Go over the records and count each line that has the string "instance". Give the number and nothing else.

────────────────────────────────────────

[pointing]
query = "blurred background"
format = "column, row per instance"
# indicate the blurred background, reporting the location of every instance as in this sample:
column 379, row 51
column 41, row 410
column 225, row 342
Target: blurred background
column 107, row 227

────────────────────────────────────────

> _SOLUTION TO THE EXERCISE_:
2